Exercise requirements. What is needed here is an exact copy of every entry.

Source material.
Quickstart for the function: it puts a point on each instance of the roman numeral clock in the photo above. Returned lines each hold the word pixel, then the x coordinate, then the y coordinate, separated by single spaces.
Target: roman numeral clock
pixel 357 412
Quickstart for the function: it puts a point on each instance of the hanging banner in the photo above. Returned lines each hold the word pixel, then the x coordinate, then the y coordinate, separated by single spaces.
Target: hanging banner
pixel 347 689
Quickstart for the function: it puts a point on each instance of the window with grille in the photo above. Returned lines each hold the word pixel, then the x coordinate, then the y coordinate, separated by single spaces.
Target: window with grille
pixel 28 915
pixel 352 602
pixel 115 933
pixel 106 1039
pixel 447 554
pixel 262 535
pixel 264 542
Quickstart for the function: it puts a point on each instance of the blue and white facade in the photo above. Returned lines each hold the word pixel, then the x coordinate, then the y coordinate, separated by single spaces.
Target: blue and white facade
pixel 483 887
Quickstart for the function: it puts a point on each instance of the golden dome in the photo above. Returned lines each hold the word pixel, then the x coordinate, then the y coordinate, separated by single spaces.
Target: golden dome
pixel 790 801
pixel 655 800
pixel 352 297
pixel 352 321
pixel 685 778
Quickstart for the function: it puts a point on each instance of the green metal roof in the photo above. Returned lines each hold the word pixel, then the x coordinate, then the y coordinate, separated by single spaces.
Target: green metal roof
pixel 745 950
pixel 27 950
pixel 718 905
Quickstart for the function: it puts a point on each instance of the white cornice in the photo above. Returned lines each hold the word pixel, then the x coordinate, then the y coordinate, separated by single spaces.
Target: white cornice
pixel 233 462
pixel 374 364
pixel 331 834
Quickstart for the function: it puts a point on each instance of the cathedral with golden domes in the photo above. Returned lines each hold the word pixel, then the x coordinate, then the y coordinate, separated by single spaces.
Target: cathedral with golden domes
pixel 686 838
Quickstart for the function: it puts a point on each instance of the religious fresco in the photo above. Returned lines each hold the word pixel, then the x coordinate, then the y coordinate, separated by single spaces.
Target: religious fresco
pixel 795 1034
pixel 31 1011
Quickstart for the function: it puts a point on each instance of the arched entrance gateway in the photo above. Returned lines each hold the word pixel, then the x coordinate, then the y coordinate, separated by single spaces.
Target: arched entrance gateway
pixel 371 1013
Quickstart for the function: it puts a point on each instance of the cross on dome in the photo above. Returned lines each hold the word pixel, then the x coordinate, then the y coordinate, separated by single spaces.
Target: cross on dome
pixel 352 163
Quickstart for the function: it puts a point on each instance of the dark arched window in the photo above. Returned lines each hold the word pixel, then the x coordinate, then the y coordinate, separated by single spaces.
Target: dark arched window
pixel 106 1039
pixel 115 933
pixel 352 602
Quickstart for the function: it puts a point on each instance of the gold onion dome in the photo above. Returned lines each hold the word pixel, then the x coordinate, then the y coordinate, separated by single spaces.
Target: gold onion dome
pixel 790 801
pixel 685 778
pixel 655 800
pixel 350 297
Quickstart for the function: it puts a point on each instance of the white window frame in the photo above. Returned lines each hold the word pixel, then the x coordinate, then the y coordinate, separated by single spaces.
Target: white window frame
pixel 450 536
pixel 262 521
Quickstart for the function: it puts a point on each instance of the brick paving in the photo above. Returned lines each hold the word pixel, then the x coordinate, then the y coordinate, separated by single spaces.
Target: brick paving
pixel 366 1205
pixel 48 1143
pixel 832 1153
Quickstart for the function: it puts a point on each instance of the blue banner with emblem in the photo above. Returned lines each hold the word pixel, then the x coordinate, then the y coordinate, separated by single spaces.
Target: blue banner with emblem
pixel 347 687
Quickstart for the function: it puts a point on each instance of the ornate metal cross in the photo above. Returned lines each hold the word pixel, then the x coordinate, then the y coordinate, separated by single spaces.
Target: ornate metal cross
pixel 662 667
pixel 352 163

Response to the task.
Quickstart for the function: it puts a point on each instance of the roman numeral clock in the photo above. Returned lines each hold the word pixel, then the x coordinate, then the y coordinate, separated by single spaces.
Target: roman numeral clock
pixel 357 412
Quickstart for the function: it puts a point on each instance of the hanging banner in the photo above. Returned lines each hold the word pixel, then the x coordinate, then the y coordinate, separated by single spaces.
Target: hanging banner
pixel 347 689
Quickstart for the function: it puts a point on each instance of the window with grille in the photo above. Returned lines each hold the word pixel, then the x coordinate, then the y coordinate, separated by single spaces.
Target: window with grille
pixel 28 915
pixel 352 602
pixel 115 933
pixel 106 1039
pixel 447 554
pixel 262 535
pixel 264 542
Quickstart for the function: it puts a point on each instance of the blue and white facade in the photo above. Returned lines each hold the word pixel, then the x coordinate, then the y coordinate, separated by single spaces.
Target: blue and white facade
pixel 483 887
Quickstart for the function: it puts a point on each instance of the golden dome in the photo above. Returned lines each hold the word pixel, then the x coordinate, then the y coordinate, separated by single spaces.
Target: golden dome
pixel 790 801
pixel 655 800
pixel 352 297
pixel 352 321
pixel 685 778
Quickstart for the function: it puts a point on each instance of the green metal roof in the photo above. Returned lines each hold the word pixel, then the x coordinate, then the y coordinate, separated by single spaces.
Target: green metal roof
pixel 745 950
pixel 27 950
pixel 718 905
Quickstart for the function: it puts a point on each instance of the white cornice in the photo above. Returned lines each hold the word pixel, then the x coordinate, then the y coordinate, separated by single spaces.
Target: white cornice
pixel 233 462
pixel 374 364
pixel 331 834
Quickstart for the function: it puts a point on each instance of the cathedral with golden domes in the photo above. Returned lines each hold the word pixel, then the x coordinate, then the y coordinate, separated by single spaces.
Target: cathedral with golden domes
pixel 686 838
Quickstart for the function: it puts a point on each instance of the religious fresco in the photo above. Returned lines each hold the word pixel, then the x coordinate, then the y coordinate, separated by single spaces.
Target: religious fresco
pixel 795 1034
pixel 31 1011
Quickstart for the function: it puts a point on each instance of the arched entrance gateway in the photo above. Returned lines each hold the word pixel, then the x coordinate, then the y coordinate, separated by single spaces.
Target: arched entrance gateway
pixel 371 1013
Quickstart for the function: it puts a point on each instance of the cross on dome in the photo above. Returned lines each hold the word pixel, then the x coordinate, then the y coordinate, separated by single spaces.
Target: cross on dome
pixel 352 163
Quickstart for the function: it puts a point on each instance of the dark arched window in the photo above. Returned lines each hold the word pixel, then the x coordinate, then the y coordinate, separated by single spaces.
Target: dark arched window
pixel 106 1039
pixel 115 933
pixel 352 602
Quickstart for the function: it puts a point on each instance of the gold onion dome in the photo above. Returned lines each hold the word pixel, then the x coordinate, then the y coordinate, separated by single spaces.
Target: gold onion dome
pixel 790 801
pixel 685 778
pixel 655 800
pixel 350 297
Quickstart for the function: it puts a point on each instance of the white window frame in the photo above. Returned lines each hold the word pixel, then the x coordinate, then the y coordinate, separated by single spaces.
Target: white window frame
pixel 450 536
pixel 262 521
Quickstart for the function: it puts a point on each instance of the brick paving in the photo above. Returned lines each hold the word pixel, then the x coordinate, then the y coordinate, separated by single spaces.
Target: brick paving
pixel 366 1205
pixel 48 1143
pixel 832 1153
Quickstart for the function: it puts a point on each instance of the blue banner with emblem in the photo above. Returned lines each hold the word pixel, then the x coordinate, then the y coordinate, separated by single spaces.
Target: blue banner with emblem
pixel 347 687
Quickstart for the function: it puts a point on each instance of the ornate metal cross in the photo above. Returned lines each hold the word pixel, then the x coordinate, then the y coordinate, separated by single spaces.
Target: ornate metal cross
pixel 662 667
pixel 352 163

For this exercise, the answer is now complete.